EXERCISE DETAILS: Reproduce, word for word, every line starting at the line that contains "Objective — one dot on each instance of the wrought" and ending with the final line of the entries.

PROVIDED ENTRIES:
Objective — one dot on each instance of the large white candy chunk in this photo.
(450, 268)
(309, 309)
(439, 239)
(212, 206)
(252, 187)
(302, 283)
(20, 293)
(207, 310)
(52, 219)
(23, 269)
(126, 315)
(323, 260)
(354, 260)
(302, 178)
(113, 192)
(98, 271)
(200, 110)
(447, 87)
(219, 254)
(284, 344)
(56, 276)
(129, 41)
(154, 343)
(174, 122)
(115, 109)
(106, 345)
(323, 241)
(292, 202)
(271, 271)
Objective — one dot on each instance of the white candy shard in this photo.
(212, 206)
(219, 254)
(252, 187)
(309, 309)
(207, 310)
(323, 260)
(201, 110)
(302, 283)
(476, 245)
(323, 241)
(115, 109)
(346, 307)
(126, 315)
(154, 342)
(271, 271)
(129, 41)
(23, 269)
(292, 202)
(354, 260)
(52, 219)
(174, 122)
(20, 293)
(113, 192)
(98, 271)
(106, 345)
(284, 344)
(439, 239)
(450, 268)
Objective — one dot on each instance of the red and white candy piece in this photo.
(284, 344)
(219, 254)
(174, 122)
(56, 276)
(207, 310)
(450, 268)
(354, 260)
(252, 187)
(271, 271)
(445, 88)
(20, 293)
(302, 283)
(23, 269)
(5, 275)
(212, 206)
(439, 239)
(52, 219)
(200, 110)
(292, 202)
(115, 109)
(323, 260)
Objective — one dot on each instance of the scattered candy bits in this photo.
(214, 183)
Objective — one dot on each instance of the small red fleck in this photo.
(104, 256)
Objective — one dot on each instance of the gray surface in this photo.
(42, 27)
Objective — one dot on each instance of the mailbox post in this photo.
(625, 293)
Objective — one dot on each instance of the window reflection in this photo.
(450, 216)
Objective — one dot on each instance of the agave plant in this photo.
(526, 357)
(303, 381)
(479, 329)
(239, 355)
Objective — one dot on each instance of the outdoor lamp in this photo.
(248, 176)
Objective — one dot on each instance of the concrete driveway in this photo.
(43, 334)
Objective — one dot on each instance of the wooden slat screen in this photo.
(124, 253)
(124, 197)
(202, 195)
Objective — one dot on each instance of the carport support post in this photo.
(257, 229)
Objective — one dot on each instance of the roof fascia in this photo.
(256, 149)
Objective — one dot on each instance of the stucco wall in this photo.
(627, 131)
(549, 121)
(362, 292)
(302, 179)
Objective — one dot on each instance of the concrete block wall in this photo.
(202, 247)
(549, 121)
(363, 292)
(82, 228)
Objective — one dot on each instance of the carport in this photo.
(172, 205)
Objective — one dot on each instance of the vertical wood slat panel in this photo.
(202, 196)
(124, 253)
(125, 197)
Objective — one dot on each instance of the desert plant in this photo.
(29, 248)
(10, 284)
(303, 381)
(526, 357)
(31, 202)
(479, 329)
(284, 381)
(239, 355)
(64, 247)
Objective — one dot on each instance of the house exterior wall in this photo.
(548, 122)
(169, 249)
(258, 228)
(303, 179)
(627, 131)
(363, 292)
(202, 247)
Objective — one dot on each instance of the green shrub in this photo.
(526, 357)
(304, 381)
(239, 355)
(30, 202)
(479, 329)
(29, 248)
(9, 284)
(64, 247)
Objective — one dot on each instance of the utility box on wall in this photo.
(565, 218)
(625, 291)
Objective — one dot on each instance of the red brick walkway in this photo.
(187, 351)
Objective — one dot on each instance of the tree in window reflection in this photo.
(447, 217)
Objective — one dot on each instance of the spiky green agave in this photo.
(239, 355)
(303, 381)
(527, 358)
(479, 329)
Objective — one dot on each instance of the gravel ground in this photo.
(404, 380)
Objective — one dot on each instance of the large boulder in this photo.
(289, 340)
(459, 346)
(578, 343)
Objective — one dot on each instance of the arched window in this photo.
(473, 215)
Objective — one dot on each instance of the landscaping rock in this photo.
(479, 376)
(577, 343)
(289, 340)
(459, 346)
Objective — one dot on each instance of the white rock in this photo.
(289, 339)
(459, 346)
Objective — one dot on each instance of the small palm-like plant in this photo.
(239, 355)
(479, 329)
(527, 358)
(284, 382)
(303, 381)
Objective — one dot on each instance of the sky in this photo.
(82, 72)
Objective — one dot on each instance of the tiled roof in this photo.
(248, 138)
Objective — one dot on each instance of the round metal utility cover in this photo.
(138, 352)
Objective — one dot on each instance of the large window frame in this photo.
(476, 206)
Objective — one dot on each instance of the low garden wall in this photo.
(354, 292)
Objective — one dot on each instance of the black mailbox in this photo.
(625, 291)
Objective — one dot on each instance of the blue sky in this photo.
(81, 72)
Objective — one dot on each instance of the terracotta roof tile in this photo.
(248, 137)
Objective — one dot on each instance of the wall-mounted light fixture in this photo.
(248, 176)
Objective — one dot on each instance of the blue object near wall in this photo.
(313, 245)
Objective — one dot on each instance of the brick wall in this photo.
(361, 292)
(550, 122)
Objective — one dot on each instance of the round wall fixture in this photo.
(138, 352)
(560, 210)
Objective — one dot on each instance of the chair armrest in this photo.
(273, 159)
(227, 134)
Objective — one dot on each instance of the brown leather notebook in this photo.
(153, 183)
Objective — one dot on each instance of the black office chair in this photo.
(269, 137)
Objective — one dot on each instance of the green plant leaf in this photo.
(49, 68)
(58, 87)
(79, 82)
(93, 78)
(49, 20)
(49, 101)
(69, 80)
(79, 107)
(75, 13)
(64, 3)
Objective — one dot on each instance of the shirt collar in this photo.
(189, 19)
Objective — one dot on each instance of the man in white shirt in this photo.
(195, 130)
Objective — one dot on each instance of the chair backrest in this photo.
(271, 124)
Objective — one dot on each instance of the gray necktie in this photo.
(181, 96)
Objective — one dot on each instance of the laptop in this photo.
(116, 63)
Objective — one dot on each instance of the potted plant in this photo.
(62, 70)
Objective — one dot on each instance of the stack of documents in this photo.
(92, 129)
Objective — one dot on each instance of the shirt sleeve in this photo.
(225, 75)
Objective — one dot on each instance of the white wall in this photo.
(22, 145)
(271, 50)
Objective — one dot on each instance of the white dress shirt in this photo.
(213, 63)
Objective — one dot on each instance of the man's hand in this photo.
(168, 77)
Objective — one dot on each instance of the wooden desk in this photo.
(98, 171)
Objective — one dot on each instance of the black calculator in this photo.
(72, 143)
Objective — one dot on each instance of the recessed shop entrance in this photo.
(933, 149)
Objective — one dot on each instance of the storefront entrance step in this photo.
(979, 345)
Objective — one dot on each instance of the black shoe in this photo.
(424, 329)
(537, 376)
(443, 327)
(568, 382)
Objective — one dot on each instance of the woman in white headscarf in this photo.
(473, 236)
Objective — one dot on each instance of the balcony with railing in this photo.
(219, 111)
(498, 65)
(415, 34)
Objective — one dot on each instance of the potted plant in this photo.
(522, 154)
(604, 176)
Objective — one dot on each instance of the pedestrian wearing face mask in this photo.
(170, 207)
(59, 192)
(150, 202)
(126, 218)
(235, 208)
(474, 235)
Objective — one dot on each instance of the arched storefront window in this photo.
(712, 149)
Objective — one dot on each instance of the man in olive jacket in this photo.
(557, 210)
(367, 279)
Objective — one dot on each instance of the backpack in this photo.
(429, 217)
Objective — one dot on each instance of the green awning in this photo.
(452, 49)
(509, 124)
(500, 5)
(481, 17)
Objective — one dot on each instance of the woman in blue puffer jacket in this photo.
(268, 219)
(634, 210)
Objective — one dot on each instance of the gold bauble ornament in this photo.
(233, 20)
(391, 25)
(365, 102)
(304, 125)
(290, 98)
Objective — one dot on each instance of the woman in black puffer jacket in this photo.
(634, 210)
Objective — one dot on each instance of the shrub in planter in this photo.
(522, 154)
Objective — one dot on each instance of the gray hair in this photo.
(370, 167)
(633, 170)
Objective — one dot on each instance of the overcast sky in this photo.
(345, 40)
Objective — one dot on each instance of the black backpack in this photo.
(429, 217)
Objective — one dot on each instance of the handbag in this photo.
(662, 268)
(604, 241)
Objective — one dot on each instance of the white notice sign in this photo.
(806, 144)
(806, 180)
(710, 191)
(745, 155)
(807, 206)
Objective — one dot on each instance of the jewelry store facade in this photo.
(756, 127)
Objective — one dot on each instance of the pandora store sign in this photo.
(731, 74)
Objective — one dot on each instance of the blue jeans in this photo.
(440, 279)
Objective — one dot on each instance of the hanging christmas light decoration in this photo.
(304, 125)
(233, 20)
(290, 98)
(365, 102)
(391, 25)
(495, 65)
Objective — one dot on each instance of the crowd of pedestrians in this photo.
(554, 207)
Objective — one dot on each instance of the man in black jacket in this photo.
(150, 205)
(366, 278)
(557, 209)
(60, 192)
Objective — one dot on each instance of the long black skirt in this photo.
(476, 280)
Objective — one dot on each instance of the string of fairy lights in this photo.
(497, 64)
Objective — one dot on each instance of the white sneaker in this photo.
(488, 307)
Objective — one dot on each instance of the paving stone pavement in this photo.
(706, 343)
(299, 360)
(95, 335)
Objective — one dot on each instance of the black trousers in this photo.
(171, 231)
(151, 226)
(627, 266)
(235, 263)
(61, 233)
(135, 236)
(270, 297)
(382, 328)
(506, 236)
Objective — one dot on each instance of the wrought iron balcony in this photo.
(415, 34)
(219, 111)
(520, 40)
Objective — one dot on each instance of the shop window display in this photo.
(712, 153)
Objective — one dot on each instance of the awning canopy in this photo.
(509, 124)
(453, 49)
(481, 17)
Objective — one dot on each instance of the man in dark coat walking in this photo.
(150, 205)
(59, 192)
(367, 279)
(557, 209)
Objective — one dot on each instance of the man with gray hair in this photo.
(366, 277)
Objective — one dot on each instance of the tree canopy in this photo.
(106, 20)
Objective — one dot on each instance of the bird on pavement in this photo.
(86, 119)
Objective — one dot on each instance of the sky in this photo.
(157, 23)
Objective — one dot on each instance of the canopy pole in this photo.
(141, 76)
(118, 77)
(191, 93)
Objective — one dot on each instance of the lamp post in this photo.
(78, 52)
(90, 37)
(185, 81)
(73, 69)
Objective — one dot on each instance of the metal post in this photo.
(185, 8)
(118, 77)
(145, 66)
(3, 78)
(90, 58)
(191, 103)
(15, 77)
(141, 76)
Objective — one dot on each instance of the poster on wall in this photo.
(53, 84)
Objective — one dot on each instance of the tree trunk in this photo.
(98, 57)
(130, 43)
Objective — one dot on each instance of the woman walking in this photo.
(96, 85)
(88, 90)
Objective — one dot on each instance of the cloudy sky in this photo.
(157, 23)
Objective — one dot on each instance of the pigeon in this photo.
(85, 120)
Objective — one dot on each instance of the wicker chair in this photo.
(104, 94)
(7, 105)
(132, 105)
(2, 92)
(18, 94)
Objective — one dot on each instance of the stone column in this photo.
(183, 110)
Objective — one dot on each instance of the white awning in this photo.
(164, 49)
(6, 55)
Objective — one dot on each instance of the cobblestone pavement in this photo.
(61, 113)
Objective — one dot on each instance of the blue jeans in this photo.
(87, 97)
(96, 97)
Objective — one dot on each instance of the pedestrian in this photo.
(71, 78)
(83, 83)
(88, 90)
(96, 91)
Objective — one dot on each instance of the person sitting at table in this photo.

SOLUTION TO THIS TASK:
Objective — one dot on each instance of the wrought iron balcony in this photo.
(415, 34)
(219, 111)
(520, 40)
Objective — one dot on each instance of the shop window display in this photo.
(712, 153)
Objective — one dot on each instance of the awning canopy in this photo.
(509, 124)
(453, 49)
(481, 17)
Objective — one dot on each instance of the man in dark coat walking in this photo.
(150, 205)
(59, 192)
(367, 279)
(557, 209)
Objective — one dot on each instance of the man with gray hair in this photo.
(366, 277)
Objective — one dot on each instance of the tree canopy in this photo.
(106, 20)
Objective — one dot on each instance of the bird on pavement in this photo.
(86, 119)
Objective — one dot on each instance of the sky in this photo.
(157, 23)
Objective — one dot on each instance of the canopy pole in this photo.
(141, 76)
(118, 77)
(191, 93)
Objective — one dot on each instance of the lamp post in this photo.
(78, 52)
(90, 37)
(185, 81)
(73, 69)
Objective — one dot on each instance of the metal post in this photo.
(185, 8)
(118, 77)
(145, 66)
(3, 78)
(90, 58)
(191, 103)
(15, 77)
(141, 76)
Objective — one dot on each instance of the poster on wall in this photo.
(53, 84)
Objective — one dot on each instance of the tree trunk in this photo.
(98, 57)
(130, 43)
Objective — one dot on each instance of the woman walking in this photo.
(96, 85)
(88, 90)
Objective — one dot on each instance of the cloudy sky in this photo.
(157, 23)
Objective — one dot on each instance of the pigeon in this photo.
(85, 120)
Objective — one dot on each instance of the wicker chair in this photo.
(104, 94)
(7, 105)
(132, 105)
(2, 92)
(18, 94)
Objective — one dot on each instance of the stone column in this photo.
(183, 110)
Objective — one dot on each instance of the white awning in this photo.
(164, 49)
(6, 55)
Objective — one dot on each instance of the cobblestone pavement in this photo.
(61, 113)
Objective — one dot on each instance of the blue jeans in this photo.
(87, 97)
(96, 97)
Objective — one dot on each instance of the pedestrian in this photo.
(71, 78)
(83, 83)
(88, 90)
(96, 91)
Objective — one dot on each instance of the person sitting at table in this photo.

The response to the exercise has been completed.